THE PROBLEM
Once you find the line with "overcast sky, one per instance" in the entries below, return exactly every line from it through the line with "trousers, one per instance".

[RECORDS SUPPLIED Boundary: Start]

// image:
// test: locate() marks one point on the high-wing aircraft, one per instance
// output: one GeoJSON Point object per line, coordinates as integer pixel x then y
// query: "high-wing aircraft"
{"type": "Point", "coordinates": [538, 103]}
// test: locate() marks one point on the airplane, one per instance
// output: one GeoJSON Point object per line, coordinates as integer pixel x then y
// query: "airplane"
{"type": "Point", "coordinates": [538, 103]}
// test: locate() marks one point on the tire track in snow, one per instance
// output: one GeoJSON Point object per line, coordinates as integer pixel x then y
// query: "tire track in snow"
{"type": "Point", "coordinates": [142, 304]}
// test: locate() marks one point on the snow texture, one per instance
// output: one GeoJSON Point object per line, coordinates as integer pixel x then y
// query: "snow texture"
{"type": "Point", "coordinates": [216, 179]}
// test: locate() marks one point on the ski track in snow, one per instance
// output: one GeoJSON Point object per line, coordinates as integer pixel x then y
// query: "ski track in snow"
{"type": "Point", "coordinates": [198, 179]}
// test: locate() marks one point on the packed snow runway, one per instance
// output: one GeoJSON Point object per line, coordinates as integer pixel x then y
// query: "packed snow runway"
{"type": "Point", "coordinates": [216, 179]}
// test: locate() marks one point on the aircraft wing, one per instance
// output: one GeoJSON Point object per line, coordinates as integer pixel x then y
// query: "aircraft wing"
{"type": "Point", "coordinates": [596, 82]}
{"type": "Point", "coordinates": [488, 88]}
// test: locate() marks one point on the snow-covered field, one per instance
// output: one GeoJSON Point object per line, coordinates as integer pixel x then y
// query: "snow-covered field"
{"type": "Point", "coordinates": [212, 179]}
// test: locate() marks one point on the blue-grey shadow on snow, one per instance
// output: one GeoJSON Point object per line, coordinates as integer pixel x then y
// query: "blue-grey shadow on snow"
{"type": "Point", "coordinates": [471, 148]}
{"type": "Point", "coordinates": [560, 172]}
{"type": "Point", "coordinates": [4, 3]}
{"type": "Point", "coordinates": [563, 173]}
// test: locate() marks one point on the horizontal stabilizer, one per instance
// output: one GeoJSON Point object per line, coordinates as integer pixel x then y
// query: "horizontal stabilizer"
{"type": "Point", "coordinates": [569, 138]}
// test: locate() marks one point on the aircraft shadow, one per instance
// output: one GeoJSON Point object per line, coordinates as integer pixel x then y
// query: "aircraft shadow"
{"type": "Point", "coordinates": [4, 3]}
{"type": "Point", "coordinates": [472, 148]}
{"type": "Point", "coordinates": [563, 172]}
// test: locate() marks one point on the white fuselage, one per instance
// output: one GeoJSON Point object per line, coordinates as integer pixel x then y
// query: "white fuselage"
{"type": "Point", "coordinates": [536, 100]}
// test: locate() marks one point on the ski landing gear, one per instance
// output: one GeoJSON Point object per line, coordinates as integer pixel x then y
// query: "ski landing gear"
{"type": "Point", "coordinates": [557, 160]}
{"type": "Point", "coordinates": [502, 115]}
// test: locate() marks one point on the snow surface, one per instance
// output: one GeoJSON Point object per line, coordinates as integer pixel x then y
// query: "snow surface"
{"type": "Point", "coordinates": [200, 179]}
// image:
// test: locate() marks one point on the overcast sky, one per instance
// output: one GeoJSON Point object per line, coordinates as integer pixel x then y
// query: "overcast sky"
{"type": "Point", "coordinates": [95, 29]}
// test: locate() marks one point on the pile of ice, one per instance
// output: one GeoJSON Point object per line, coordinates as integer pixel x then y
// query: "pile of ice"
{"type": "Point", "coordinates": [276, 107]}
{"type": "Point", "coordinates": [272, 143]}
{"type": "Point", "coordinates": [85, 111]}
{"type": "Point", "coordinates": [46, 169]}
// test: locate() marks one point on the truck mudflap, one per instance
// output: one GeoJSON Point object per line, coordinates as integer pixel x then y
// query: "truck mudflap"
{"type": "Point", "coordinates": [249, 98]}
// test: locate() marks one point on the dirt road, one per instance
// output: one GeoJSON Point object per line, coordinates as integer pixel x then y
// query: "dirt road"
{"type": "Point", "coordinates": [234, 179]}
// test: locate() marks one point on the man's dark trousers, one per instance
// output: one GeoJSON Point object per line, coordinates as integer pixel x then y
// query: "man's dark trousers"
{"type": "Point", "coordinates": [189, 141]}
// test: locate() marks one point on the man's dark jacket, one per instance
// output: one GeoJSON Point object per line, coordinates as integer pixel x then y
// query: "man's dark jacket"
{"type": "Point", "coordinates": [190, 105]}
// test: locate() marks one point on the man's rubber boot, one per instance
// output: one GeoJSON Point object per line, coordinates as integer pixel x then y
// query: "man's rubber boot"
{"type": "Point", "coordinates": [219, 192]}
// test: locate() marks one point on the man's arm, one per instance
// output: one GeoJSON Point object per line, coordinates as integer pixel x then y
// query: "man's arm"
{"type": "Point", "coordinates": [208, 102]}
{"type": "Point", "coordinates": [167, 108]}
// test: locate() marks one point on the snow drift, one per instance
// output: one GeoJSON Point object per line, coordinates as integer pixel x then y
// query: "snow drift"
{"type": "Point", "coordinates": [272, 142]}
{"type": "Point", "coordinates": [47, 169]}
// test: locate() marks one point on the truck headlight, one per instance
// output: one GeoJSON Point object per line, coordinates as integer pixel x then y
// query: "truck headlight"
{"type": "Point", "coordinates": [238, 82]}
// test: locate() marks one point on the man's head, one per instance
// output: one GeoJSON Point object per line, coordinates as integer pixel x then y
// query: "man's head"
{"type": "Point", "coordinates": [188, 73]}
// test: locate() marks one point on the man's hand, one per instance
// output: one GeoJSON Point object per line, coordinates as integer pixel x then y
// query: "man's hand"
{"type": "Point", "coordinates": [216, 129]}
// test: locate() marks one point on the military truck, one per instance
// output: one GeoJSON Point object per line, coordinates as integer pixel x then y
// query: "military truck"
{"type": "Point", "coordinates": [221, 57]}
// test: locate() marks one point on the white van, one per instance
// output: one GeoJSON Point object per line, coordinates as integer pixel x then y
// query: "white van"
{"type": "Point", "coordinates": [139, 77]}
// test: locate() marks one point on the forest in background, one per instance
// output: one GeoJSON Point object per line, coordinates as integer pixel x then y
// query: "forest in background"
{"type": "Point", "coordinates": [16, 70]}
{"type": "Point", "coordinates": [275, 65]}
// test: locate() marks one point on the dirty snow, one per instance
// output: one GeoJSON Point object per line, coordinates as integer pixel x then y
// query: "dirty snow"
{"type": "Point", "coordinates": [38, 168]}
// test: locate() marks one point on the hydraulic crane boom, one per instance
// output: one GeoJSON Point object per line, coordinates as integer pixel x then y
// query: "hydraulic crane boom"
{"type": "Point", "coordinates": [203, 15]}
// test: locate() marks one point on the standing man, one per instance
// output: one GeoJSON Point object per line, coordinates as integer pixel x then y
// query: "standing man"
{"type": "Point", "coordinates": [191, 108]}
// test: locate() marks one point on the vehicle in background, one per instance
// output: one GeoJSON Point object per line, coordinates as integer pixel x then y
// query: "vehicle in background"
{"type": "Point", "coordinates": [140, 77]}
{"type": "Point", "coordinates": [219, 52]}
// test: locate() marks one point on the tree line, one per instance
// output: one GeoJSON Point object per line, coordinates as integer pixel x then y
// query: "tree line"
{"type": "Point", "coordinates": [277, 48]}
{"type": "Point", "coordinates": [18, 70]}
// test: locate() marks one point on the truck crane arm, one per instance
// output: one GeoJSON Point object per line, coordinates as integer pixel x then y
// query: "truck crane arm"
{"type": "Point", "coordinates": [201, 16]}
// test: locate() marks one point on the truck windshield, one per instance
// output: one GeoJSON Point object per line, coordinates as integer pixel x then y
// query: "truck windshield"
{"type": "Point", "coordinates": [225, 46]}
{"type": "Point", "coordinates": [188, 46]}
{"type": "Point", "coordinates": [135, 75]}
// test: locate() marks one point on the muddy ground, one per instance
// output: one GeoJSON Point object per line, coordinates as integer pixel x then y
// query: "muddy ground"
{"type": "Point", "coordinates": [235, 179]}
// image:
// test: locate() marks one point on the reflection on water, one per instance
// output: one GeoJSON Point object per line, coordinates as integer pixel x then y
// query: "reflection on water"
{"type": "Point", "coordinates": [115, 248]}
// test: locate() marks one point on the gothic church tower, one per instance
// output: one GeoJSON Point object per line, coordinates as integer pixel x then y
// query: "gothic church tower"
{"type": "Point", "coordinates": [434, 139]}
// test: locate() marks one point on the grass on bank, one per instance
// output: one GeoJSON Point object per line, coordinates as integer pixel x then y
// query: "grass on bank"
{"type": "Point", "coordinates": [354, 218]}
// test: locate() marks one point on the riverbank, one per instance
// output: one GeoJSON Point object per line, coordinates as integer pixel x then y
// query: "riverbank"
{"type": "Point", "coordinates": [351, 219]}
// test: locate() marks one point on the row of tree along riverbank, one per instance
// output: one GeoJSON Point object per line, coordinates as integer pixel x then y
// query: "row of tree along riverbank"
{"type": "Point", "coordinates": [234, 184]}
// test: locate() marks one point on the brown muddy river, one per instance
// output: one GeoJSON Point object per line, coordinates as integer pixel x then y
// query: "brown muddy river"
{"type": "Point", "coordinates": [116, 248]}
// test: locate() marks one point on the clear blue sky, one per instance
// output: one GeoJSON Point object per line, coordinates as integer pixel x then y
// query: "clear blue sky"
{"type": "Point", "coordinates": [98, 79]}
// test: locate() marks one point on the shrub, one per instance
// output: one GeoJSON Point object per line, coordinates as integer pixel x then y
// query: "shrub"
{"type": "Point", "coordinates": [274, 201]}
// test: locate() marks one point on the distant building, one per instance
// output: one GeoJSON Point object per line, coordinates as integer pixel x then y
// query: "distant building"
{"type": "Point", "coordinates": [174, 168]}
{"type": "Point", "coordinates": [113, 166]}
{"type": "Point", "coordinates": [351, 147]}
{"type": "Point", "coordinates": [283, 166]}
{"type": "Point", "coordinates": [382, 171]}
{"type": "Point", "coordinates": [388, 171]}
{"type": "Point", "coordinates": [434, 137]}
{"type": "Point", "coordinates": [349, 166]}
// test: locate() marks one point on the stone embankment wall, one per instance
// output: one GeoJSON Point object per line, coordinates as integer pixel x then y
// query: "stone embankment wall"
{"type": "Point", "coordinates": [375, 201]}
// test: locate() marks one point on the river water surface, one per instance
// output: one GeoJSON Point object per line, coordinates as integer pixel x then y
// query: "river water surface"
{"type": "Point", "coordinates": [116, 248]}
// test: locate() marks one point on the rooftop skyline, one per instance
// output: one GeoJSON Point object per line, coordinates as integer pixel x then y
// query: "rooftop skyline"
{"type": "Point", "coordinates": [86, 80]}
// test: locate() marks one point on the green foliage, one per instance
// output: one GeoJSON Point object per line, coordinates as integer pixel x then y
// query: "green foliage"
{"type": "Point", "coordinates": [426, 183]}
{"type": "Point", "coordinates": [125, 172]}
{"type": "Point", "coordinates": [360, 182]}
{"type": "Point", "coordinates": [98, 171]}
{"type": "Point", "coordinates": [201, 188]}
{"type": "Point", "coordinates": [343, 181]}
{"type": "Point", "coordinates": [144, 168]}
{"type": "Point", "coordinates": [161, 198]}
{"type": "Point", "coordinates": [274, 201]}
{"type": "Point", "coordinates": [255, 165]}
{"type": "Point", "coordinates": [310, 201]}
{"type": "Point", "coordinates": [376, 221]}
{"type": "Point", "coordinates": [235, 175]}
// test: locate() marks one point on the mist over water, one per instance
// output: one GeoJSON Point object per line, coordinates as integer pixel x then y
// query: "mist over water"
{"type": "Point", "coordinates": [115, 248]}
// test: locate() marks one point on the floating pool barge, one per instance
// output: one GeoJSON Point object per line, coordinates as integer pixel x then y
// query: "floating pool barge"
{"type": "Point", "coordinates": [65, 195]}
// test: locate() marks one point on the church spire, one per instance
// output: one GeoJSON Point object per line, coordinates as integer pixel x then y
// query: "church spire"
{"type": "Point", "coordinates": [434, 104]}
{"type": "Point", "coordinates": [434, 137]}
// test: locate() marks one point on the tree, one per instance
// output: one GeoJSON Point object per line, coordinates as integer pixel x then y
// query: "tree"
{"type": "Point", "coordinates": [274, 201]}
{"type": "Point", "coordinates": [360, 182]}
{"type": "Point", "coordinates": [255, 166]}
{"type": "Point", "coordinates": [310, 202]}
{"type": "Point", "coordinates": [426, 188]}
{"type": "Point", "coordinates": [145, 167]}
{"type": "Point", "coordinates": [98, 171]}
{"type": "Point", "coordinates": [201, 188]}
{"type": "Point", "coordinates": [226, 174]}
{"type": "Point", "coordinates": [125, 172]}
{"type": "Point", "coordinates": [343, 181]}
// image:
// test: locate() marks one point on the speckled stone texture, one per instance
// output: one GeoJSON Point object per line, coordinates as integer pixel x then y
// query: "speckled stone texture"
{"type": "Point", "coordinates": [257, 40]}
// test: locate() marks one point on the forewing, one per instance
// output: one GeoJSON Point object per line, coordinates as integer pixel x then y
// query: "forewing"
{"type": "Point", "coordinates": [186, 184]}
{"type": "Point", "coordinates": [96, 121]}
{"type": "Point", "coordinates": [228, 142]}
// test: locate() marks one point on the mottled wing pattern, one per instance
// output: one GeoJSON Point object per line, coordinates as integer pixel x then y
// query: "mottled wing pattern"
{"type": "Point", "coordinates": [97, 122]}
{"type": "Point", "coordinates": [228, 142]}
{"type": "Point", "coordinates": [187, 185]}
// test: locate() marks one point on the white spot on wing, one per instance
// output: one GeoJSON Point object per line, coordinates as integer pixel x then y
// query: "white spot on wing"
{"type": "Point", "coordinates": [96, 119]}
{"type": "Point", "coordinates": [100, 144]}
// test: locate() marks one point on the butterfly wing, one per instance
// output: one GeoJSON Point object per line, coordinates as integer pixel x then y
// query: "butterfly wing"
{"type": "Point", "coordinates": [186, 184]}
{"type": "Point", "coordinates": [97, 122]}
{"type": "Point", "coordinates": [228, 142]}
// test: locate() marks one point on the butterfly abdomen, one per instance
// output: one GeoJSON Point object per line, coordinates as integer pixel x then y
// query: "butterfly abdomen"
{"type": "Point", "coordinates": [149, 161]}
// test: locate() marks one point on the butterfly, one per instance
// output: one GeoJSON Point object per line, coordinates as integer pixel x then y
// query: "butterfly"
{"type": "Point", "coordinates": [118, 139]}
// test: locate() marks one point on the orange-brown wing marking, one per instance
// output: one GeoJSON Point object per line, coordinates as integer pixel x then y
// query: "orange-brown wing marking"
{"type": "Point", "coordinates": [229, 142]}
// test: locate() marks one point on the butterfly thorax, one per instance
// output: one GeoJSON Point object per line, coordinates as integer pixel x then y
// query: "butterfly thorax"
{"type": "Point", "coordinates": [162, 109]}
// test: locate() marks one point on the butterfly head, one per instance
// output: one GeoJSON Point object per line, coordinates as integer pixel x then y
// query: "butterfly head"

[RECORDS SUPPLIED Boundary: End]

OUTPUT BELOW
// test: locate() marks one point on the overcast sky, one per instance
// output: one GeoJSON Point object per line, coordinates as integer pixel x then y
// query: "overcast sky"
{"type": "Point", "coordinates": [95, 29]}
// test: locate() marks one point on the pile of ice, one per instance
// output: one GeoJSON Point object per line, coordinates as integer pixel x then y
// query: "pile of ice"
{"type": "Point", "coordinates": [276, 107]}
{"type": "Point", "coordinates": [272, 143]}
{"type": "Point", "coordinates": [85, 111]}
{"type": "Point", "coordinates": [46, 169]}
// test: locate() marks one point on the truck mudflap, one per instance
// output: one GeoJSON Point object per line, coordinates as integer pixel x then y
// query: "truck mudflap"
{"type": "Point", "coordinates": [249, 98]}
// test: locate() marks one point on the dirt road, one per instance
// output: one GeoJSON Point object per line, coordinates as integer pixel x then y
// query: "dirt road"
{"type": "Point", "coordinates": [234, 179]}
// test: locate() marks one point on the man's dark trousers, one per instance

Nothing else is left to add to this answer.